[Saved entries]
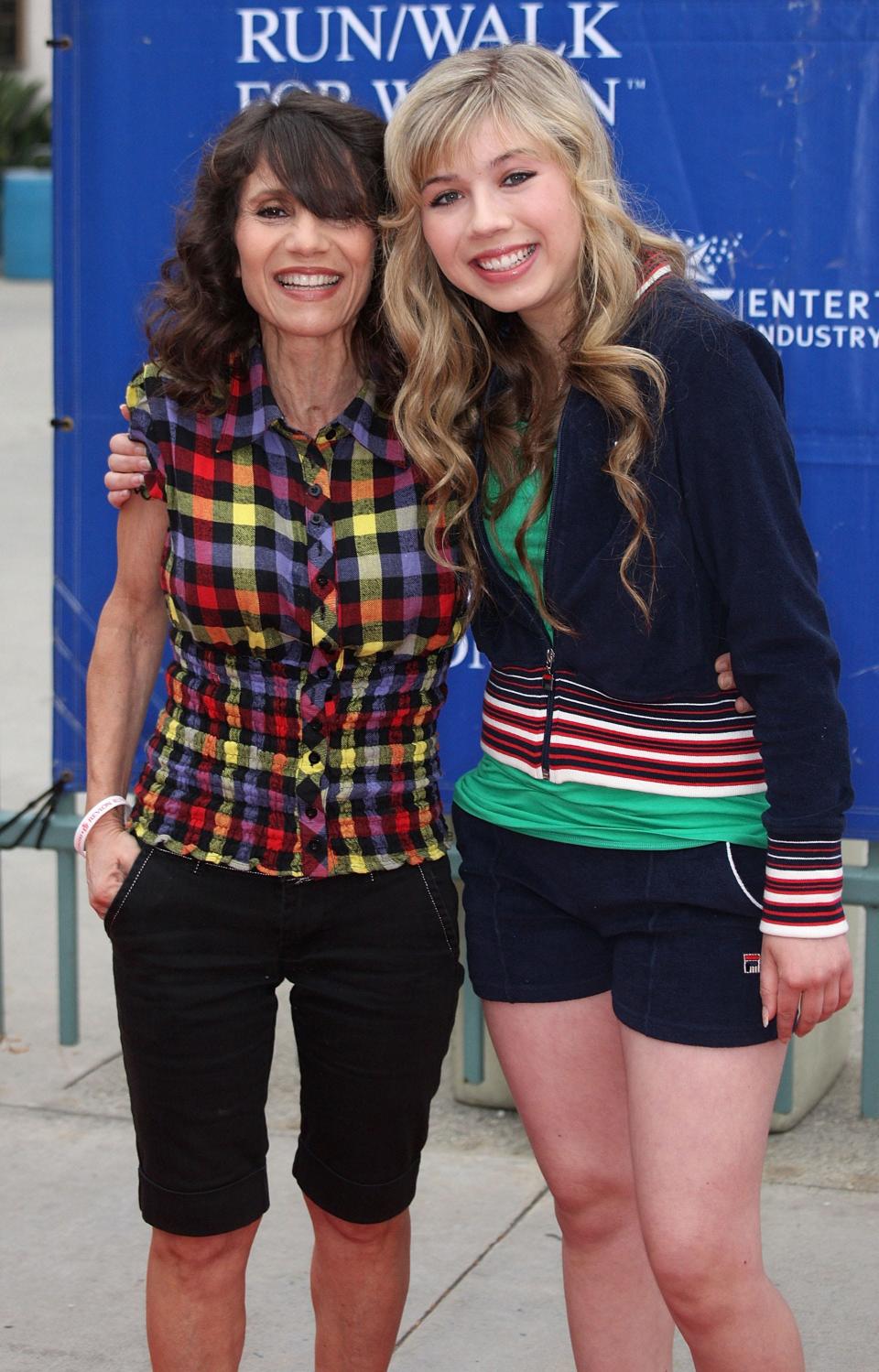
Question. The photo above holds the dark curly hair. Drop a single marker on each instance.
(330, 156)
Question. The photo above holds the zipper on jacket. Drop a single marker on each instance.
(549, 685)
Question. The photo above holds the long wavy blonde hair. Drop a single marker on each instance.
(450, 342)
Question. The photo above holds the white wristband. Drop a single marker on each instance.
(88, 822)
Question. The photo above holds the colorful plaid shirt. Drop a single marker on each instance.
(310, 638)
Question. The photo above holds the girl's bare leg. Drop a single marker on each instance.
(698, 1121)
(563, 1062)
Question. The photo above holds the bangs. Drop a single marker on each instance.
(319, 169)
(440, 143)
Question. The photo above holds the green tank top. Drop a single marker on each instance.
(582, 813)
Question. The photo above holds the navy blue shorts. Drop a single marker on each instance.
(673, 936)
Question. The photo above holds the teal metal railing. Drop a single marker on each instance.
(55, 835)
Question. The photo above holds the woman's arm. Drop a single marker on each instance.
(128, 465)
(125, 660)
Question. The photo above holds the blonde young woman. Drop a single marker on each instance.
(651, 879)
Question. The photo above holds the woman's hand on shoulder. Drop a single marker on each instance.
(808, 975)
(109, 855)
(128, 461)
(725, 681)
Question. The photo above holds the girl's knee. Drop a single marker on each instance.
(593, 1209)
(703, 1281)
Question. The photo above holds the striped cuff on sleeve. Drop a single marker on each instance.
(804, 888)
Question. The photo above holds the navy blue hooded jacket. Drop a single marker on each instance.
(626, 706)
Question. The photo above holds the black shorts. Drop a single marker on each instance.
(198, 951)
(673, 936)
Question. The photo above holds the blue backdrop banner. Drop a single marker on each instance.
(750, 129)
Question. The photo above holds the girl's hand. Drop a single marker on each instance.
(808, 975)
(109, 855)
(725, 681)
(128, 461)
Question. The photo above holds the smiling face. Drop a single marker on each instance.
(502, 222)
(304, 276)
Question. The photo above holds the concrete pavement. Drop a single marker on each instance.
(486, 1275)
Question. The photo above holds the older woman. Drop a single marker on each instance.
(288, 821)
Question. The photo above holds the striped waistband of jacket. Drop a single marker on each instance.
(548, 725)
(555, 728)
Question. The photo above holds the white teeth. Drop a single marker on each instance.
(505, 260)
(308, 279)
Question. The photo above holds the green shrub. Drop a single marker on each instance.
(25, 124)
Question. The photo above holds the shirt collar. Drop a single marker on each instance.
(253, 410)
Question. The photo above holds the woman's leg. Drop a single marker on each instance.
(360, 1276)
(375, 980)
(698, 1121)
(563, 1062)
(195, 964)
(195, 1300)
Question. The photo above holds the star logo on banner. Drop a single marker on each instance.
(705, 255)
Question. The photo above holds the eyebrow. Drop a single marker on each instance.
(272, 192)
(494, 162)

◆ **Task brief**: The task requires that every line above be transcribed exactly, without the images.

◆ **Written reply**:
Question. The photo above holds the dark curly hair. Drop a single marker on each instance.
(330, 156)
Question. The photo above holds the zipper on jacket. Drop a single marker on each instance.
(549, 685)
Question. The photo above holds the long wavy blonde hair. Drop a single marker on each instance.
(450, 342)
Question. The photo above holds the white wristband. Drop a single marker on each instance.
(88, 822)
Question. The photo above holds the colorful plaid shirt. Drop a single marker on each instance.
(310, 638)
Question. The photo above holds the girl's bare leg. Drop a single marker on each instance.
(698, 1121)
(563, 1062)
Question. The photo above holds the bangs. Drop a single marker on each instance.
(319, 169)
(440, 143)
Question. The photo above holds the green tank top. Drop a single marker on each instance.
(582, 813)
Question. The photo above holds the navy blue shorts. Drop a single marker on each instance.
(673, 936)
Question. The photo above holds the teal metal railing. Drop a single marker on each instance.
(55, 835)
Question. The photo above holds the woman's arm. Drop a single marker on each instance.
(128, 465)
(125, 660)
Question. The photo above holds the blonde young woman. Drop a single marker on each instance.
(651, 879)
Question. The photo above holds the woman's hand on shoulder. Drop a single marker on each instance.
(808, 975)
(109, 855)
(128, 461)
(725, 681)
Question. The photo above holds the girl's knee. Drop a single marker on each instance.
(593, 1209)
(703, 1281)
Question. The photo above holds the striped cuff on sleeve. Drop a single marker on each instance.
(804, 888)
Question. The photo above holds the navy blue hooded jacket. Drop a single marker on each instance.
(626, 706)
Question. The photo above holds the black shorts. Drop a single marker on each instance.
(198, 951)
(673, 936)
Question. The photo above holds the blue backdrop banner. Drop a single marker on each instance.
(750, 129)
Question. The photo above holds the girl's hand. Drop a single marker on each instance.
(808, 975)
(109, 855)
(725, 681)
(128, 461)
Question. The photo above holds the smiling face. Drop a single marker on each instance.
(502, 222)
(304, 276)
Question. The photo above holds the concrete pavement. Drop a single marker on each instance.
(486, 1275)
Question. The photo above holds the older woman. Drop a single marker on each instance.
(288, 821)
Question. The photo above holds the striped waistband of jacket. Drop a single marker on each instance.
(548, 725)
(555, 728)
Question. The photo above holds the white teeth. Drop a single marker on each instance.
(505, 260)
(308, 279)
Question. The photo above holds the green shrub. Drop a single marker on each instance.
(25, 124)
Question. The photo above holds the shirt collar. Drop a single marker on each instance.
(253, 410)
Question. The photo above holds the woman's leg. Drop a single marker on each instance.
(360, 1276)
(375, 980)
(698, 1121)
(563, 1062)
(195, 964)
(195, 1300)
Question. The photo above holds the star logo on banner. Drop a single marker on each instance.
(705, 255)
Question. The photo above holds the eyebrow. Drop a single marker on each instance.
(272, 192)
(494, 162)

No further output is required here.